--- start The records ---
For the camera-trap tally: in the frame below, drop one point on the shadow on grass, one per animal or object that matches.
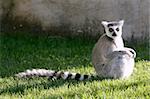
(49, 83)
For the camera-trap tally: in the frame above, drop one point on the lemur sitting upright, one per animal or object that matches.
(109, 57)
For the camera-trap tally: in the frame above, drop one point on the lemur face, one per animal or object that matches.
(113, 29)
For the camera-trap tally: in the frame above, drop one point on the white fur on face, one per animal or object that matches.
(113, 25)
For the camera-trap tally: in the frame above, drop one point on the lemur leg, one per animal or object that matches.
(131, 51)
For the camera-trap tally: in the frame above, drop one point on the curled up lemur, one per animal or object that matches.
(109, 57)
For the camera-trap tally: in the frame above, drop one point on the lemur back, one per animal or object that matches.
(109, 43)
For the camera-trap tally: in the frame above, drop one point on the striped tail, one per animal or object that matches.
(53, 74)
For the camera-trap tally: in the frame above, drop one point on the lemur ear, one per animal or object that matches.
(121, 22)
(104, 23)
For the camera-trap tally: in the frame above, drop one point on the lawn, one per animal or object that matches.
(18, 53)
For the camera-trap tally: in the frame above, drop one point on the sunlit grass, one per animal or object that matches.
(18, 53)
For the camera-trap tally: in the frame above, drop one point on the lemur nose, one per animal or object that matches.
(114, 34)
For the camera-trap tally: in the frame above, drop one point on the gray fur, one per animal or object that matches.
(109, 56)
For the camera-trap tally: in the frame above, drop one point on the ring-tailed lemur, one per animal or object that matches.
(109, 57)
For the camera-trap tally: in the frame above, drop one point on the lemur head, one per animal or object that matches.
(113, 29)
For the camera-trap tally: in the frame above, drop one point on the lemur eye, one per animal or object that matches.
(111, 30)
(117, 29)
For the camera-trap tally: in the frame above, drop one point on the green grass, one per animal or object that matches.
(18, 53)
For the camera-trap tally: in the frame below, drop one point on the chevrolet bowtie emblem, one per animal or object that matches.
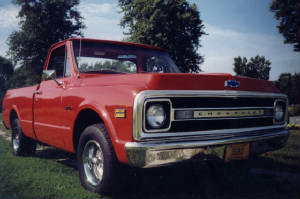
(232, 83)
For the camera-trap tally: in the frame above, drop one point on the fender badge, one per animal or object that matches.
(232, 83)
(120, 113)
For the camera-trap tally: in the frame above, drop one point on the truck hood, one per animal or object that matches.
(178, 81)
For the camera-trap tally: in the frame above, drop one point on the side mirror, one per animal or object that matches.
(51, 75)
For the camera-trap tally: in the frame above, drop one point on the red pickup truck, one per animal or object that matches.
(116, 102)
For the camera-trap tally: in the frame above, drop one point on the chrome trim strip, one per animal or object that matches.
(223, 118)
(138, 133)
(222, 108)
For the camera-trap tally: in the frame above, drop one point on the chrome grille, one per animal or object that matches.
(226, 112)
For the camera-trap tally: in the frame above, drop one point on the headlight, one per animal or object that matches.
(279, 111)
(156, 116)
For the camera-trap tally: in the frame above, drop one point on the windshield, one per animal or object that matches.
(96, 57)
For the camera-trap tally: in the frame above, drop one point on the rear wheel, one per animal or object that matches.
(21, 145)
(96, 159)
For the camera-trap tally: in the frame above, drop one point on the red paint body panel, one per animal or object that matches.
(103, 93)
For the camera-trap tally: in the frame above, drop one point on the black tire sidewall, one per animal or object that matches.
(97, 133)
(17, 127)
(26, 145)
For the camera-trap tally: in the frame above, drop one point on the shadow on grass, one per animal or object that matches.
(260, 177)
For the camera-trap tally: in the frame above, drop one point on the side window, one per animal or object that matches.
(156, 64)
(57, 61)
(67, 66)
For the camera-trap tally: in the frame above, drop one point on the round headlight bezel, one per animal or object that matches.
(165, 104)
(279, 111)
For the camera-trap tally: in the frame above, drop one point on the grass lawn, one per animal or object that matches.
(52, 174)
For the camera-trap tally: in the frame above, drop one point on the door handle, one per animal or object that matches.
(38, 92)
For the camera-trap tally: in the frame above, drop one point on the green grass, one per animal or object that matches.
(46, 175)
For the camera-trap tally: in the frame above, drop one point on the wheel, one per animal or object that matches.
(21, 145)
(96, 158)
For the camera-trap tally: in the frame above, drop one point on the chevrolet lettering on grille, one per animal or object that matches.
(228, 113)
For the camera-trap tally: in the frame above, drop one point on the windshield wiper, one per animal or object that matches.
(102, 71)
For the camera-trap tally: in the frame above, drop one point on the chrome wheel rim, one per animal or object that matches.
(93, 162)
(15, 139)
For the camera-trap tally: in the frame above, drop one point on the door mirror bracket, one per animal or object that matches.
(51, 75)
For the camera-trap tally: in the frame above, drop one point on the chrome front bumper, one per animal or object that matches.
(163, 152)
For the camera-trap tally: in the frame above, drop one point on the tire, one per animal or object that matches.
(97, 163)
(21, 145)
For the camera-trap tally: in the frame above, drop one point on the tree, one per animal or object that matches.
(287, 12)
(174, 25)
(258, 67)
(289, 85)
(6, 71)
(42, 23)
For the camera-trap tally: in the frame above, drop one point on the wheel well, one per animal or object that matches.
(13, 114)
(84, 119)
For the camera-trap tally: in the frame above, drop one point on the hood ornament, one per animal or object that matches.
(232, 83)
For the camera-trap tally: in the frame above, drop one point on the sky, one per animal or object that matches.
(234, 28)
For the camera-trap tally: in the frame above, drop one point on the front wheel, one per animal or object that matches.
(96, 159)
(21, 145)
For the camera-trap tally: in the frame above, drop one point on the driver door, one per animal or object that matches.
(48, 109)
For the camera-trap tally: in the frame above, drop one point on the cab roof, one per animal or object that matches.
(110, 42)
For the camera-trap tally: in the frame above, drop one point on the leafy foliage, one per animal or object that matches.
(257, 67)
(287, 11)
(6, 71)
(42, 23)
(289, 85)
(173, 25)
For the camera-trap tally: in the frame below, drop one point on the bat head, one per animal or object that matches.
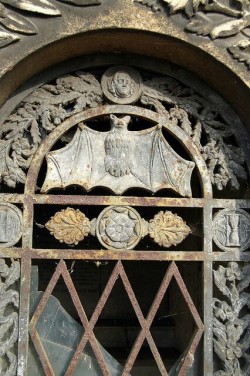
(119, 123)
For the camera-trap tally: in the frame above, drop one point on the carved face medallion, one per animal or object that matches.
(119, 227)
(10, 225)
(121, 85)
(231, 229)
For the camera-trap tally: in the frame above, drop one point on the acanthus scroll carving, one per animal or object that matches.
(231, 320)
(9, 303)
(118, 227)
(51, 104)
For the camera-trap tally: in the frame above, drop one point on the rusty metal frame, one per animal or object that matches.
(206, 255)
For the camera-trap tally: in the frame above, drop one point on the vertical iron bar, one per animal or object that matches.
(208, 289)
(23, 335)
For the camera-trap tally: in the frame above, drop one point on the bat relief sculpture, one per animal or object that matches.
(119, 159)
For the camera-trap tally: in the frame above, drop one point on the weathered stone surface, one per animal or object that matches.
(231, 322)
(10, 225)
(231, 229)
(118, 227)
(118, 159)
(9, 303)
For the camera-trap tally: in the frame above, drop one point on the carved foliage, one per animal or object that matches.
(37, 116)
(231, 321)
(51, 104)
(9, 302)
(118, 227)
(18, 24)
(69, 226)
(168, 229)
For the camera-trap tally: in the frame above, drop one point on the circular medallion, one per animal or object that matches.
(10, 225)
(121, 85)
(119, 227)
(231, 229)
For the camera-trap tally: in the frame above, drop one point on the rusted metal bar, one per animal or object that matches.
(23, 332)
(144, 333)
(117, 200)
(14, 198)
(208, 291)
(144, 255)
(23, 337)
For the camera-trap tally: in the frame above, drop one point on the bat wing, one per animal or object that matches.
(73, 164)
(168, 169)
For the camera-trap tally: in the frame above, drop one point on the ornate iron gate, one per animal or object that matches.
(166, 149)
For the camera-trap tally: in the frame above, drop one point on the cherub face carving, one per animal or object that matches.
(121, 85)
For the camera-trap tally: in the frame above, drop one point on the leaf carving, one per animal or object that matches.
(35, 6)
(231, 340)
(168, 229)
(69, 226)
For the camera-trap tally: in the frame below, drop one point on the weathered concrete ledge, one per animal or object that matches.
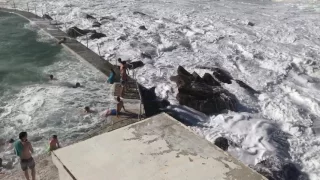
(72, 45)
(156, 148)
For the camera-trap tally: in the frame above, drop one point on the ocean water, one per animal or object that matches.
(30, 102)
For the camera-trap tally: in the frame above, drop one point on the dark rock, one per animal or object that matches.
(196, 77)
(247, 87)
(141, 13)
(76, 32)
(46, 16)
(143, 28)
(146, 55)
(152, 105)
(110, 18)
(222, 75)
(96, 24)
(195, 93)
(208, 79)
(250, 23)
(275, 168)
(97, 35)
(90, 17)
(135, 64)
(222, 143)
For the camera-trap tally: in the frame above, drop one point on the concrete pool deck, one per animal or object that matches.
(159, 147)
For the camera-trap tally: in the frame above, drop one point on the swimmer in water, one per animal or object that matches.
(88, 110)
(77, 85)
(116, 112)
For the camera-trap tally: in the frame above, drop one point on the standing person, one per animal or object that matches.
(123, 75)
(23, 149)
(54, 143)
(111, 77)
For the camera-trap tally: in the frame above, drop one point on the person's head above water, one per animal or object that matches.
(87, 109)
(10, 141)
(23, 136)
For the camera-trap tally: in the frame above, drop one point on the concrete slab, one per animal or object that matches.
(157, 148)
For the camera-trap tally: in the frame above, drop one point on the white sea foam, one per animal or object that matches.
(279, 56)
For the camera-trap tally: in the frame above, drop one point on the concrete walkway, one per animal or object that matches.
(157, 148)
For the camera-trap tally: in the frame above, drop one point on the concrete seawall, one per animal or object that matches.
(157, 148)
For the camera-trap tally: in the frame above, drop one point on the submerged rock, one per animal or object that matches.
(76, 32)
(143, 28)
(247, 87)
(46, 16)
(97, 35)
(222, 143)
(194, 92)
(90, 17)
(96, 24)
(275, 168)
(222, 75)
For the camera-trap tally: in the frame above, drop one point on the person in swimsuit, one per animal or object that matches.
(54, 143)
(111, 77)
(23, 149)
(123, 75)
(116, 112)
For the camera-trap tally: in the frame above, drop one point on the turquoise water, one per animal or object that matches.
(30, 102)
(21, 55)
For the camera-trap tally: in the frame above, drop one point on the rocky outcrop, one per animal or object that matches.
(77, 32)
(46, 16)
(275, 168)
(222, 75)
(135, 64)
(90, 17)
(222, 143)
(247, 87)
(142, 28)
(97, 35)
(195, 92)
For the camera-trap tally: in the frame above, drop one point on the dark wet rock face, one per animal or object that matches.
(247, 87)
(135, 64)
(77, 32)
(96, 24)
(46, 16)
(250, 23)
(222, 75)
(275, 168)
(90, 17)
(142, 28)
(97, 35)
(222, 143)
(196, 93)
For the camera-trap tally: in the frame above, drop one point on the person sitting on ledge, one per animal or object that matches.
(62, 40)
(116, 112)
(111, 77)
(54, 143)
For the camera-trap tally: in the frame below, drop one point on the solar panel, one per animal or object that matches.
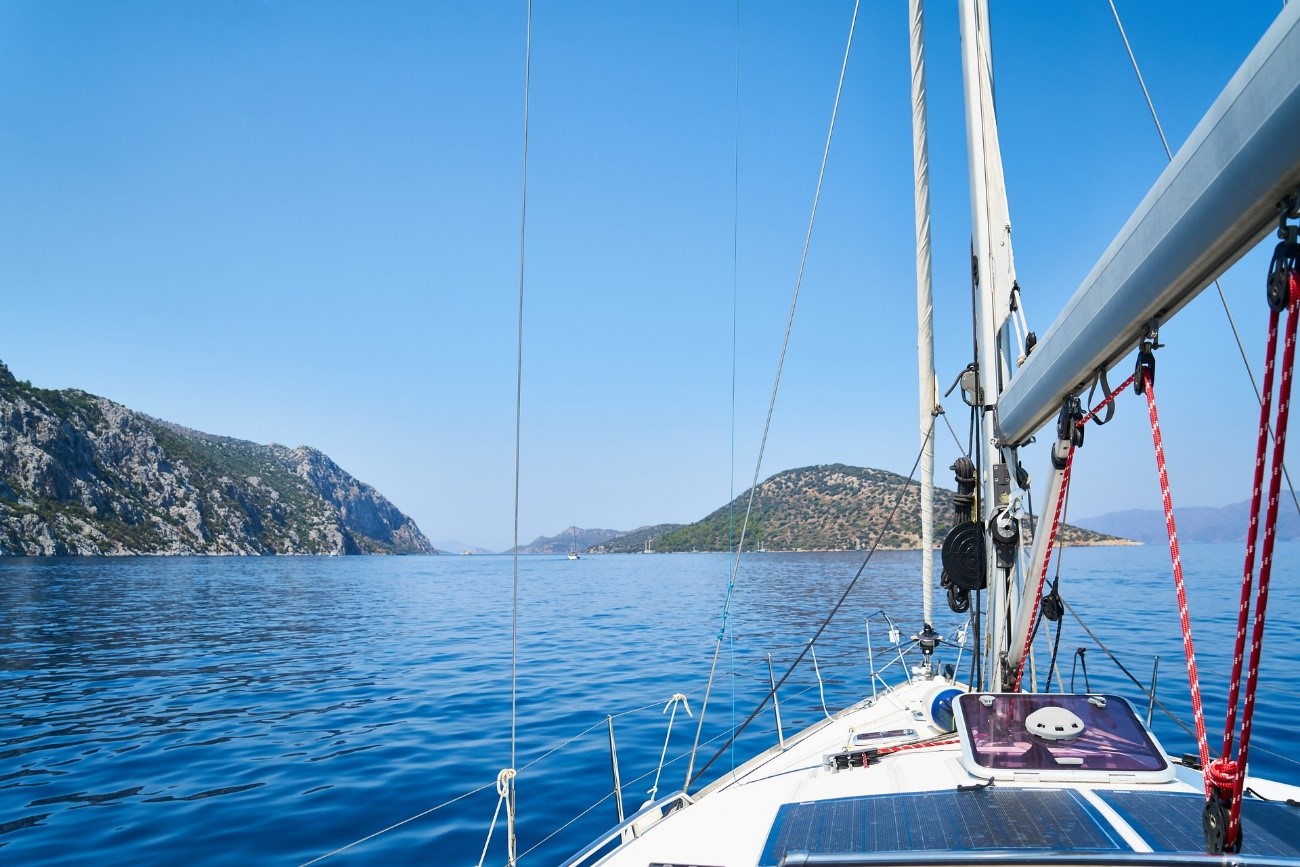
--- end The records ---
_Challenge_
Which lines in the rows above contain the word "panel"? Pull out each of those lines and copy it in full.

_Solution to this task_
For the camera-trap tally: in the frame above, drop one point on the red paint body panel, one per animal or object that matches.
For the camera-trap tally: in the frame below, drop one point on the solar panel, one per animal or object that matches.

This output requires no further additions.